Extracted records:
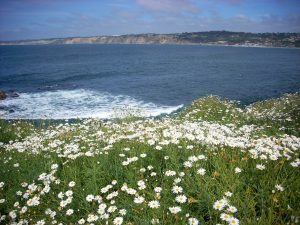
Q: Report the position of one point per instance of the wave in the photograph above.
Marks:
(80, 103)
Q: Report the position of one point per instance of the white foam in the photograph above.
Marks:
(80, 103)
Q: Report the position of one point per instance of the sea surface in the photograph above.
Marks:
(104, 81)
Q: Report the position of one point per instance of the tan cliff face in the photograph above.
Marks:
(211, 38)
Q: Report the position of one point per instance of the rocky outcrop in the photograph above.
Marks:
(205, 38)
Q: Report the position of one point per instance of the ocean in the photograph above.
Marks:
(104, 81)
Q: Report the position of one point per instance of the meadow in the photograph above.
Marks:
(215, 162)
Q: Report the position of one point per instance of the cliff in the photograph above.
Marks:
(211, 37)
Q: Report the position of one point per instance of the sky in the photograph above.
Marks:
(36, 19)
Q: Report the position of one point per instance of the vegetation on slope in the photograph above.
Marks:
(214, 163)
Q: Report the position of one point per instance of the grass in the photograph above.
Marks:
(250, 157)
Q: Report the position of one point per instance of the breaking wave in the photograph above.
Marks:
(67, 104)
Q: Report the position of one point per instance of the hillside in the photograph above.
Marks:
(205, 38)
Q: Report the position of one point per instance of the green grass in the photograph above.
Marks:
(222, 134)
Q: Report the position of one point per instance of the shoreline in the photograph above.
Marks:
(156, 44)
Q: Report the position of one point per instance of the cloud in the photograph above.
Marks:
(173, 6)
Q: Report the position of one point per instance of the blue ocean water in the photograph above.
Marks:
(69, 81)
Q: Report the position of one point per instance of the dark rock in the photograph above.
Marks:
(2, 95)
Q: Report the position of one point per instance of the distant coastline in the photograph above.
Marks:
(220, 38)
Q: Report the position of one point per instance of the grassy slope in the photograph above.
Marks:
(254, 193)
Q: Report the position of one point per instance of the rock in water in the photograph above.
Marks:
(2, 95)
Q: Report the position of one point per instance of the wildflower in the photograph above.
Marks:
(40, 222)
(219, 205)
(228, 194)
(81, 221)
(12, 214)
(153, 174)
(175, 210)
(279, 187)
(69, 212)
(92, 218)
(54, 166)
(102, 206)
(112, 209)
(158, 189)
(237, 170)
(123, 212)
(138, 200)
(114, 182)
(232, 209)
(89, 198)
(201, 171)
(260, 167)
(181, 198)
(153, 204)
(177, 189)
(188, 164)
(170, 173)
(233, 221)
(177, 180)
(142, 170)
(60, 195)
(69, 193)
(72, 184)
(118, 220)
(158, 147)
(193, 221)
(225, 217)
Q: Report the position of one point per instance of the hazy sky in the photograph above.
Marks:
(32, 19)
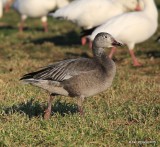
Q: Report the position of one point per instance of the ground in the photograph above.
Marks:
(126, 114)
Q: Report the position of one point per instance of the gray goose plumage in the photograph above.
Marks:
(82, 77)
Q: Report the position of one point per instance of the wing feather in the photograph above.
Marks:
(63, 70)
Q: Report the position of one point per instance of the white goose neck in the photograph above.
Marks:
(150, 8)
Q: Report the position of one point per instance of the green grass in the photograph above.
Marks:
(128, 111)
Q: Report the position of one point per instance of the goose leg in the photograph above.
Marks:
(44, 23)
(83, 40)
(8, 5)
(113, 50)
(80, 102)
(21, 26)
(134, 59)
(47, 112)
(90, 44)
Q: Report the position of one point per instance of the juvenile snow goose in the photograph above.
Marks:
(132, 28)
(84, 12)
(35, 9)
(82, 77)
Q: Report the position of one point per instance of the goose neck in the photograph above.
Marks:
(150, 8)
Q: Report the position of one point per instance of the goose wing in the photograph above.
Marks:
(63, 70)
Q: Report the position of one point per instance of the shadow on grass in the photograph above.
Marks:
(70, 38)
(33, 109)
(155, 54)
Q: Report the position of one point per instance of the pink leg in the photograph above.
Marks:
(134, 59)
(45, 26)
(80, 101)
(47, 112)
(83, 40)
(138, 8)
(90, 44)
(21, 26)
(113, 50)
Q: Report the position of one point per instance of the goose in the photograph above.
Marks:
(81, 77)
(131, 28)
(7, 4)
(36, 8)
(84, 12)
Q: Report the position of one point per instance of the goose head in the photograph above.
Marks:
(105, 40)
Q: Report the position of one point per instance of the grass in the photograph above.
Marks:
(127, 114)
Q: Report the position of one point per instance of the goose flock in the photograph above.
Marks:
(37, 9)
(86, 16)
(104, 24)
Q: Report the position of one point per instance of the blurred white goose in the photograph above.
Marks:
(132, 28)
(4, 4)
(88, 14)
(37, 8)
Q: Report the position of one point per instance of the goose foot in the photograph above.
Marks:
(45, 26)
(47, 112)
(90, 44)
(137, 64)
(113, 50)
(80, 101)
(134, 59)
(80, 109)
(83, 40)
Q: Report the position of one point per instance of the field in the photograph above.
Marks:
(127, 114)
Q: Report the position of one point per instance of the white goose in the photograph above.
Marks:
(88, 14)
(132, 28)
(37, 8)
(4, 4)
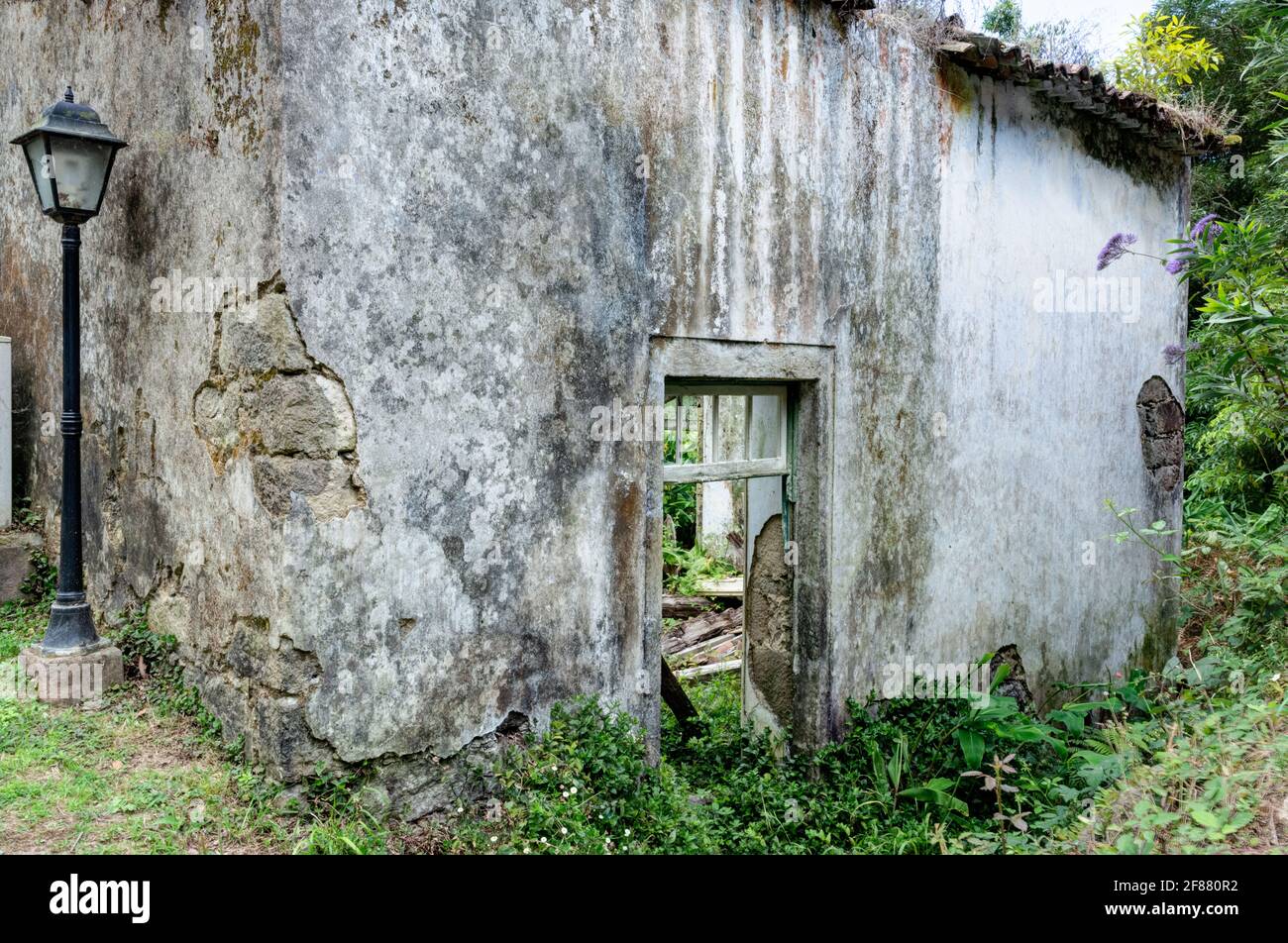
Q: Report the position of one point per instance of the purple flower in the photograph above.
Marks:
* * *
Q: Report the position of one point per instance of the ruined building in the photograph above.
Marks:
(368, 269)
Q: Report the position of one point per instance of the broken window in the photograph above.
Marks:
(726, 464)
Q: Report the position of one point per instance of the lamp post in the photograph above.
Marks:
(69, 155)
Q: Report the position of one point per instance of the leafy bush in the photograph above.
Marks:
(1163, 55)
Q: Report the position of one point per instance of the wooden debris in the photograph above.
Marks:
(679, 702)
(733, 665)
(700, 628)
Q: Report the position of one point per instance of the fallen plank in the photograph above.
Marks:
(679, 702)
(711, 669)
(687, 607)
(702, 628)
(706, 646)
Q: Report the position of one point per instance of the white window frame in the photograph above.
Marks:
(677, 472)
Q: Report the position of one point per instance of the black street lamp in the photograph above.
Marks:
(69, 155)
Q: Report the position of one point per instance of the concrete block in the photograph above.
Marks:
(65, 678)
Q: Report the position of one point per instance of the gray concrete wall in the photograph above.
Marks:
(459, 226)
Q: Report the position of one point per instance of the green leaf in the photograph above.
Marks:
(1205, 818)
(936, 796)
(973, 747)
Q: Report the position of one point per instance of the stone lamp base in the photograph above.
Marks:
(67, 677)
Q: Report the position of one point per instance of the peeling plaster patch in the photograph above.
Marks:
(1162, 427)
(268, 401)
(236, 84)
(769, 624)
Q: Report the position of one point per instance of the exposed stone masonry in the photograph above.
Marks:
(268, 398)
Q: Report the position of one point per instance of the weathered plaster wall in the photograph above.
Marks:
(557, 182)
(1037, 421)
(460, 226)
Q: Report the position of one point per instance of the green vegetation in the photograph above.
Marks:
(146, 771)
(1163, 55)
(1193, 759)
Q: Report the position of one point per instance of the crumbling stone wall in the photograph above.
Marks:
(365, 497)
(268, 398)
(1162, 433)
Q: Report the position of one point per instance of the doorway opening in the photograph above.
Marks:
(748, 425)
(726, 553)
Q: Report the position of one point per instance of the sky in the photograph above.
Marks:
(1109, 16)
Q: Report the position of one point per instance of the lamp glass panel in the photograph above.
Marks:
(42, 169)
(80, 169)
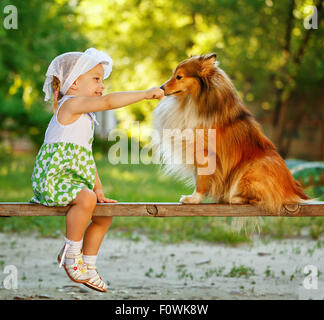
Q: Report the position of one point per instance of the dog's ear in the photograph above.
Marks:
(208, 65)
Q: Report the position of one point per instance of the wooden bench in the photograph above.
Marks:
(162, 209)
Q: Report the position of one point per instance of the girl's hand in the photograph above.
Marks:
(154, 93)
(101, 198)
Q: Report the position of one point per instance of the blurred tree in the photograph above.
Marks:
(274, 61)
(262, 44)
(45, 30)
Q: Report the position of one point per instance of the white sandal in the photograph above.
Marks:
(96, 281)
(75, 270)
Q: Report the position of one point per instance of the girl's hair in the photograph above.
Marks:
--
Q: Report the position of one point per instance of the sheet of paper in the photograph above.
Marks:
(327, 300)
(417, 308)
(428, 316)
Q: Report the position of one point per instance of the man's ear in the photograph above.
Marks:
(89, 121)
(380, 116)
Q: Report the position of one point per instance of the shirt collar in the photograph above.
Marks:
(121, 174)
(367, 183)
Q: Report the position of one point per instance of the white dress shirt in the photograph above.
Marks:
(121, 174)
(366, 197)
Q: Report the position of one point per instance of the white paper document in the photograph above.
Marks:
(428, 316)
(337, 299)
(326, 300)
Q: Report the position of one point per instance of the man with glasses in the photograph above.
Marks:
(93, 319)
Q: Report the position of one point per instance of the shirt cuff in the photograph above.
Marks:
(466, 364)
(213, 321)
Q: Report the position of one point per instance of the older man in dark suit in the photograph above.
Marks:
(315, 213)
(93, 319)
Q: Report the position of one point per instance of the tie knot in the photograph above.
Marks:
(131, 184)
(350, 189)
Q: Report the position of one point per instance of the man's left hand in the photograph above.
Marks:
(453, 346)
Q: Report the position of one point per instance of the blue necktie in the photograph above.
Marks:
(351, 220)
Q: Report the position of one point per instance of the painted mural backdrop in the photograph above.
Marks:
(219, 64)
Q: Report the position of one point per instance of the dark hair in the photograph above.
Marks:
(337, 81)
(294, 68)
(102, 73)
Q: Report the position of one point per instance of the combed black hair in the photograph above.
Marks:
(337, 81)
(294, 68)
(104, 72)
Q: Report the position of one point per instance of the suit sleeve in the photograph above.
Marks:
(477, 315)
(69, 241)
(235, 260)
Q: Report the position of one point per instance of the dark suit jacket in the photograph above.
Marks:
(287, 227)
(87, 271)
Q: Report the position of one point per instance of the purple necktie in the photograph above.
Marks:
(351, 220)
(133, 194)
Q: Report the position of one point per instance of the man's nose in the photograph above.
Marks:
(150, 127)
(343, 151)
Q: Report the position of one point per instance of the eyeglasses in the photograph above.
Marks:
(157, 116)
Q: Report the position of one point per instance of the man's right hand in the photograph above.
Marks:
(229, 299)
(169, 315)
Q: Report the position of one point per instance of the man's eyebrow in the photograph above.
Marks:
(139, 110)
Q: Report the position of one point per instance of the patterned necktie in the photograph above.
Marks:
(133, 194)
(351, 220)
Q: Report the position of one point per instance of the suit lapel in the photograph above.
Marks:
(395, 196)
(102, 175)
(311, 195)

*What the task requires*:
Gather every line of the material above that contains the string "necktie". Case counts.

*Task response*:
Q: Report the position of one point per instance of the blue necktie in the photograph above.
Q: Report the position of one point per instance of the purple necktie in the photograph above.
Q: Report the position of one point per instance of the patterned necktie in the photograph above.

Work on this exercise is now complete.